The Arc is a nonprofit organization that helps adults with developmental disabilities learn to be independent within their personal lives and the community. They provide workshops on topics ranging from sexuality to voting rights, so anybody can become active members in their community.
Elmer met with YASA Coordinator Jessika Houston and expressed his concerns about feeling isolated as a person with a disability in an abled society. Houston says his story isn’t unique.
“I think for Western students, being surrounded by neurotypical people who are out partying, you might not feel like you have a place in that,” she says. “You need to find how you fit in that culture because we all have those desires for social engagement and sexuality.”
Sexual violence is a major issue within the disabled community and Houston is making it her priority to educate YASA members on the importance of identifying abuse. Twenty-five percent of women with intellectual disabilities are sexually abused at least once in their lifetimes, according to a study done in 1991 by the Human Sciences Press. Although the chance of women being victimized is much higher, men with disabilities are twice as likely to be sexually abused compared to men without disabilities. Houston stresses that people with disabilities have the ability to maintain healthy relationships with the right sexual education.
“It’s unfair and unrealistic to think that people with disabilities don’t have sexual drive,” Houston says. “I hope that love can happen for everybody as long as they know how to be safe. Unfortunately, there are a lot of predators in the world, so teaching about sexuality is really important instead of just shoving it under the rug.”
Since sexuality and other self-advocacy issues often become relevant in the lives of college students, Houston encouraged Elmer to create a support group at Western.
“Having a support network for anyone just feels better,” Houston says. “When you know that there’s someone else walking a similar path, it’s reassuring. It’s easy for a lot of people to feel isolated in general in the world.”
That support network can become possible on Western’s campus with the help of the A.S. Disability Outreach Center (DOC). Elmer has been working with the center coordinator and Western student Courtney Manz to create a club specifically for students who have disabilities to discuss stigma and advocacy on campus.
The number of people with an intellectual disability who attend college increased by 42 percent between 2000 and 2008, according to a 2014 study by the Harvard Review of Psychiatry. The surge is expected to continue.
Unfortunately, only a few of the 1,400 students with disabilities at Western have actually reached out to the DOC and Manz doesn’t yet have enough people to establish a club.
Manz says that although it’s great to see so many students concerned with social justice issues, disability issues often get pushed to the side. Manz suggests starting the conversation by offering support to people with disabilities when they seem like they need a hand, whether it’s studying or navigating a gravel path if their disability is physical, and then respecting their decision if they decline. She’d also like professors to be more informed about offering accommodations to students who need it, using the educational video about accommodations for professors currently being made by the DOC.
Because Manz is the only member of the DOC, it has been difficult to put on events as an independent entity. With Elmer by her side, Manz is confident that the DOC has potential to reach more students who need it.
When Elmer graduates next year, his motivation will be disability advocacy. His heart is set on a career in helping other people with disabilities, possibly in the nonprofit sector, so that people with disabilities don’t have to struggle for acceptance as much as he did.
“I want to help my peers,” Elmer says. “They need community. They need to understand that they aren’t broken. They aren’t defective. They’re full-fleshed human beings.”

What the exercise asks: According to the article on disability advocacy at Western, by what percentage did the number of people with an intellectual disability attending college increase between 2000 and 2008?

Given entries:
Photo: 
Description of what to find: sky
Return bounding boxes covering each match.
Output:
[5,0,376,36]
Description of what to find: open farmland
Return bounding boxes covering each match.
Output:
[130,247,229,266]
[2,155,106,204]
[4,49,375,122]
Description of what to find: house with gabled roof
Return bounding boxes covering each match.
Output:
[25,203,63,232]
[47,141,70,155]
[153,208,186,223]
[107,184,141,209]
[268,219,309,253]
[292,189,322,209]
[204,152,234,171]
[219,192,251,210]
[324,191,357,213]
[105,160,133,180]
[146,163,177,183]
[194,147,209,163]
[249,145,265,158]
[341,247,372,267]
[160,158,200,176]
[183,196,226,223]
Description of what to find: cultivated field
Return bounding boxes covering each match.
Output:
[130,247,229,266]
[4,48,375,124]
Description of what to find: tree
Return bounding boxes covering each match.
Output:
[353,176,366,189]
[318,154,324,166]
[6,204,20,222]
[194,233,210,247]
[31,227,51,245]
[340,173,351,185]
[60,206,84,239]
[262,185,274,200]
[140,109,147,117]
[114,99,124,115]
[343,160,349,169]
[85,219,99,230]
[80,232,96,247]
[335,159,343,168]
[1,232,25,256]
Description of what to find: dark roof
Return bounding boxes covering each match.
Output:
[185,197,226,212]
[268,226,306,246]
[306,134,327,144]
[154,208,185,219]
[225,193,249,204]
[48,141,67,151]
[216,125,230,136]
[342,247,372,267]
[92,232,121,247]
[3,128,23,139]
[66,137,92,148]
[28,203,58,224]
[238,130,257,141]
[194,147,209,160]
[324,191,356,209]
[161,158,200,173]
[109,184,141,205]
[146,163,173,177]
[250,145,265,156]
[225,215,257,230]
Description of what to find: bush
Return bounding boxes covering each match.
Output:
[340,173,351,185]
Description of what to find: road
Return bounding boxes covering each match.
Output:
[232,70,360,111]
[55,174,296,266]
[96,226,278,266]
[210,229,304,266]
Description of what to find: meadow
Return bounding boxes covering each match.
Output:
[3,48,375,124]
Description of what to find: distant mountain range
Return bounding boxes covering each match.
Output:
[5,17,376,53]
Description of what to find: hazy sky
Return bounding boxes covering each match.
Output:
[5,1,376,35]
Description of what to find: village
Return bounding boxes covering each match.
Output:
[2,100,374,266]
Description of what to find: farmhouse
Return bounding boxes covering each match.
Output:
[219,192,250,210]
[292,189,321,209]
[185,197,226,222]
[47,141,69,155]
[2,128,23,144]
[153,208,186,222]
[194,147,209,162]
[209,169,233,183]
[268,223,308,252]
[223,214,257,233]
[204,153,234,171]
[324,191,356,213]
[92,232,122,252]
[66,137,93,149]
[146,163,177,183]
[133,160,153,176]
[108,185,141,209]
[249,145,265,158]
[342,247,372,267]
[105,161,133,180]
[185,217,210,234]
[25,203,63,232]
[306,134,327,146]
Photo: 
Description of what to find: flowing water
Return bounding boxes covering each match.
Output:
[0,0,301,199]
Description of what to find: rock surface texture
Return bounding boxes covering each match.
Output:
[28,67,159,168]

Response: It increased by 42 percent.